Aşağıdakileri tamamlayın:
1. Verilen metinden "Büyükcamili, 11 Eylül" ile "model mobil telefonlar." arasındaki bölümü, bu iki ifade de dahil, olduğu gibi yazın.
2. Aşağıdaki ifadeler verilen metne uyuyor mu? Her birine evet ya da hayır diye karşılık verin ve kararınızı belirleyen sözleri metinden aynen alıntılayın: (a) Havanın serin olduğu söyleniyor. (b) Sokaklar kalabalık olarak anlatılıyor. (c) İnsanların elinde eski model telefonlar var.
====== Verilen metin
Büyükcamili, 11 Eylül 2016

28 Ağustos 2016 Pazar

DİKKAT!


DİKKAT!

Ve koca bir yılın ardından, yine insanın üstüne üstüne sökün edegelen, "beni benden alan" İstanbul sokakları. Dön dolaş, bilinen balık istifi değil, insan istifi, alabildiğine hınca hınç bir kalabalık. Hava sarı sıcak ve denilen o ki, daha da sıcak olacak. Sokaklar tıklım tıklım kalabalık. Her bir yanda, her türden insan mahşeri. Mini etekli, bıyıklı, sakallı, yakışıklı, güzel, çirkin, şişman, zayıf, çarşaflı, peçeli, turbanlı, pantolonlu, şortlu, kasketli, külahlı, silahlı, sarıklı, kravatlı, yalvaran gözlüler, az da olsa gülümser gibi-gibi olanlar, somurtanlar, hayat yorgunları, asık suratlılar, masum çocuklar, işportacılar ve dilenciler. Ama her elde son model mobil telefonlar.
============
====== Verilen bilgiler
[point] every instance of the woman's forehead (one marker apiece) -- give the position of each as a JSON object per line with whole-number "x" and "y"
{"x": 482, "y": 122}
============
Görevlerin çözümleri:
1.
Büyükcamili, 11 Eylül 2016

28 Ağustos 2016 Pazar

DİKKAT!


DİKKAT!

Ve koca bir yılın ardından, yine insanın üstüne üstüne sökün edegelen, "beni benden alan" İstanbul sokakları. Dön dolaş, bilinen balık istifi değil, insan istifi, alabildiğine hınca hınç bir kalabalık. Hava sarı sıcak ve denilen o ki, daha da sıcak olacak. Sokaklar tıklım tıklım kalabalık. Her bir yanda, her türden insan mahşeri. Mini etekli, bıyıklı, sakallı, yakışıklı, güzel, çirkin, şişman, zayıf, çarşaflı, peçeli, turbanlı, pantolonlu, şortlu, kasketli, külahlı, silahlı, sarıklı, kravatlı, yalvaran gözlüler, az da olsa gülümser gibi-gibi olanlar, somurtanlar, hayat yorgunları, asık suratlılar, masum çocuklar, işportacılar ve dilenciler. Ama her elde son model mobil telefonlar.

2.
(a) Hayır: "Hava sarı sıcak ve denilen o ki, daha da sıcak olacak."
(b) Evet: "Sokaklar tıklım tıklım kalabalık."
(c) Hayır: "Ama her elde son model mobil telefonlar."